** Start THE RECORDS **

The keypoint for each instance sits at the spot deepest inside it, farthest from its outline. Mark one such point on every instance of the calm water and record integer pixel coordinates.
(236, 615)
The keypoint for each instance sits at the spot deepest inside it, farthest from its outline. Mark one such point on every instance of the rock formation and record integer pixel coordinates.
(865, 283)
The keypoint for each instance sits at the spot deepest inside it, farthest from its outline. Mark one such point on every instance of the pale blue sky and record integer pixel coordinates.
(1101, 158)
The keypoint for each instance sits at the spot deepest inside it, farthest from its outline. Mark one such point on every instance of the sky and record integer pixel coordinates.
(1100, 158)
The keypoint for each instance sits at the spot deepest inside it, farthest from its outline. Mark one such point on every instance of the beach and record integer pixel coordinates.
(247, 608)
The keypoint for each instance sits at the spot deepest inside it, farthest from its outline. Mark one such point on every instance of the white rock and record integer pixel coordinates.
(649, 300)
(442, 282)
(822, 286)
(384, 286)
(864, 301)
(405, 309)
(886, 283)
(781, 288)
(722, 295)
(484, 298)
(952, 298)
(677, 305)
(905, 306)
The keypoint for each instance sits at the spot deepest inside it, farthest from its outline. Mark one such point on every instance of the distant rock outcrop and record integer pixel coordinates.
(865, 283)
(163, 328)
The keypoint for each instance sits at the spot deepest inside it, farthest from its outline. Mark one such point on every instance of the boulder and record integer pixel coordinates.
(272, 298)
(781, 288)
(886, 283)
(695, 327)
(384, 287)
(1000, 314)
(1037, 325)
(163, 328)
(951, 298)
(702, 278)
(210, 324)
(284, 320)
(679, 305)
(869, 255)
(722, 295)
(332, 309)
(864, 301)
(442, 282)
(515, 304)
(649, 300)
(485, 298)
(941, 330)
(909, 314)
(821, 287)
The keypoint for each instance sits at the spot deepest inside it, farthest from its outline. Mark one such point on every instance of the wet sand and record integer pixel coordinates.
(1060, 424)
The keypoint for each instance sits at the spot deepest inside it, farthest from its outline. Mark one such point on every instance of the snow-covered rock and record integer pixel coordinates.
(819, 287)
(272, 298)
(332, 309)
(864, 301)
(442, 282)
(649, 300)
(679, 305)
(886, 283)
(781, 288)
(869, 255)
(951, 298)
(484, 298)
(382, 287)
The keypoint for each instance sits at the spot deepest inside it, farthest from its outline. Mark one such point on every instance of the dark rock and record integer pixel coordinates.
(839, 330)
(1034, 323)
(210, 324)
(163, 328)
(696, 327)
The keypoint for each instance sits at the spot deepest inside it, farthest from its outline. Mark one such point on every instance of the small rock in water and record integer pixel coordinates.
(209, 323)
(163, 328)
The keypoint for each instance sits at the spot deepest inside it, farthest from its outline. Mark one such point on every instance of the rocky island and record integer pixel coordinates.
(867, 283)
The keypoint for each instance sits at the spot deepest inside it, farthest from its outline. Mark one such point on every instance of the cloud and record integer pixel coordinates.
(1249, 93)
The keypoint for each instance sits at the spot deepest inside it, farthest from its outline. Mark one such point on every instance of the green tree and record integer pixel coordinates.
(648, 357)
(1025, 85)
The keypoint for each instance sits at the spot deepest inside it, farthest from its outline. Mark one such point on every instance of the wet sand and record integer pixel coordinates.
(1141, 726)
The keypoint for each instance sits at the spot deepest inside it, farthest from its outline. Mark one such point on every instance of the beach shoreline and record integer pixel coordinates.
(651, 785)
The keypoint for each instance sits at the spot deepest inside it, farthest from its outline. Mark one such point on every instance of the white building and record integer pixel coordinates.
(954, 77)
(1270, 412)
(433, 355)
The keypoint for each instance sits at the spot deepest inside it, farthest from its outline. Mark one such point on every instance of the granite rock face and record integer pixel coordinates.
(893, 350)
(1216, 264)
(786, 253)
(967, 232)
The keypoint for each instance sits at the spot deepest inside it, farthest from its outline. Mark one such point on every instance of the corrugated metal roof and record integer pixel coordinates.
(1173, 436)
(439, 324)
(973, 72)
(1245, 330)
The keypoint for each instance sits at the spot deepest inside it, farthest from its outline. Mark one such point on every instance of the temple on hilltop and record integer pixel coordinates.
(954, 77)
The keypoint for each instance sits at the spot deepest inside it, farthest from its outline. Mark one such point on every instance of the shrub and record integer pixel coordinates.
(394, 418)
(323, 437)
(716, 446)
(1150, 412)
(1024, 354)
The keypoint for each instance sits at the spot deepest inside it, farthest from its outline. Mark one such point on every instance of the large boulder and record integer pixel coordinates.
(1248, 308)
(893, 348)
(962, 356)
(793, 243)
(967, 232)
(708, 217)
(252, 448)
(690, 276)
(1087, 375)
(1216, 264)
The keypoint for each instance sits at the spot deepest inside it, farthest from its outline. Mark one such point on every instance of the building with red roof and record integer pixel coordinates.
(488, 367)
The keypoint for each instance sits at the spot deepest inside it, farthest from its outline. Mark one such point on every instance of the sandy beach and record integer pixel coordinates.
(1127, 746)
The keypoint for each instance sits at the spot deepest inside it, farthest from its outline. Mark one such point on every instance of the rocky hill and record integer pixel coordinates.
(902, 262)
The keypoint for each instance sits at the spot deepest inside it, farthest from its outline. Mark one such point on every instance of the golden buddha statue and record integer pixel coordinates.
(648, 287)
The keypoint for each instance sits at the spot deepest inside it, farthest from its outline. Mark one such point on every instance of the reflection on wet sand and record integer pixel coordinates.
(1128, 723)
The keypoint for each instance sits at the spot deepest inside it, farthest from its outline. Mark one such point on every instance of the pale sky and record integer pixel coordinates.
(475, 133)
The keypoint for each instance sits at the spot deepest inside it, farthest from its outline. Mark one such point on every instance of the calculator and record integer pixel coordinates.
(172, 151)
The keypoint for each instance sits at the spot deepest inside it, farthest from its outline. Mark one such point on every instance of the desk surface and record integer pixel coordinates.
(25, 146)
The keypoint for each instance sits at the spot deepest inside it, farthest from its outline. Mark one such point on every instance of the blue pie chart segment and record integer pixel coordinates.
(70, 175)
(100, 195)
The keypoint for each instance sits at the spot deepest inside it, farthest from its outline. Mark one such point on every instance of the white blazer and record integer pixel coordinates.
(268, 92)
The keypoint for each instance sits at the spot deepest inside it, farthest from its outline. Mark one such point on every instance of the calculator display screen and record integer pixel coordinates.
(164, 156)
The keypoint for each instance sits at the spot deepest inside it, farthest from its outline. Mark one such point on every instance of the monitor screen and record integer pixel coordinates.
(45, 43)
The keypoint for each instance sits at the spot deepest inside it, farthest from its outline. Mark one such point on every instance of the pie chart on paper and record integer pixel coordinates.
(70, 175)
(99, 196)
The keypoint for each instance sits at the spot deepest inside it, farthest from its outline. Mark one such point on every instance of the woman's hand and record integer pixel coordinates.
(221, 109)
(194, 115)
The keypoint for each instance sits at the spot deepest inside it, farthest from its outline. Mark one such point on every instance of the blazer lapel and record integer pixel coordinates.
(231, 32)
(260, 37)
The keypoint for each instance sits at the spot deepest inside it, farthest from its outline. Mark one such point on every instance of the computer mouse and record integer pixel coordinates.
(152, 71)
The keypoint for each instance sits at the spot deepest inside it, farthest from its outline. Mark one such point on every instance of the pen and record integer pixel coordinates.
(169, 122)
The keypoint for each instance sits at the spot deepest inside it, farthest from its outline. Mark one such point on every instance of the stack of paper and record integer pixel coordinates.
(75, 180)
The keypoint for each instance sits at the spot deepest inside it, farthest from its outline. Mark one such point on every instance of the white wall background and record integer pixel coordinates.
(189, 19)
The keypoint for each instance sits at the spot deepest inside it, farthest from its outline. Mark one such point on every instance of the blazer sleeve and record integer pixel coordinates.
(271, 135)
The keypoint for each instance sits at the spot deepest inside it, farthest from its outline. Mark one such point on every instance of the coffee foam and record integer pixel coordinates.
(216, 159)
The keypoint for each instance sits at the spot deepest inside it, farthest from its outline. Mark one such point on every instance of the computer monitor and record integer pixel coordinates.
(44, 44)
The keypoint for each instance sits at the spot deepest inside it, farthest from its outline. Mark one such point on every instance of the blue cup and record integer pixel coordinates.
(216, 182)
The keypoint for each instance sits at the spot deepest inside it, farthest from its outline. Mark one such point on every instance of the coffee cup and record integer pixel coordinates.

** End THE RECORDS **

### YOUR TASK
Copy each line exactly, from the line containing "sleeve and record integer pixel coordinates." down to the last line of the material, and no other lines.

### FULL OUTPUT
The keypoint for each instance sits at the spot deepest inside it, farthest from its outline. Mark one such point on every instance of the blazer sleeve and record integer pixel coordinates.
(271, 135)
The keypoint for each instance sits at the spot deepest inside it, farthest from its outline. Mark one such point on every instance of the coffee foam and record integer pixel coordinates.
(216, 159)
The keypoint for each instance sits at the spot deepest inside it, farthest from its outline. Mark one such point on every instance of the computer monitor and record integer pixel coordinates.
(44, 44)
The keypoint for each instance sits at the spot deepest inside it, farthest from its outline. Mark one such point on every instance of the blue cup and record integer pixel coordinates.
(216, 182)
The keypoint for each instance sits at the spot deepest inside it, farthest from its outline. Mark one such point on every instance of the coffee cup and record integer pixel coordinates.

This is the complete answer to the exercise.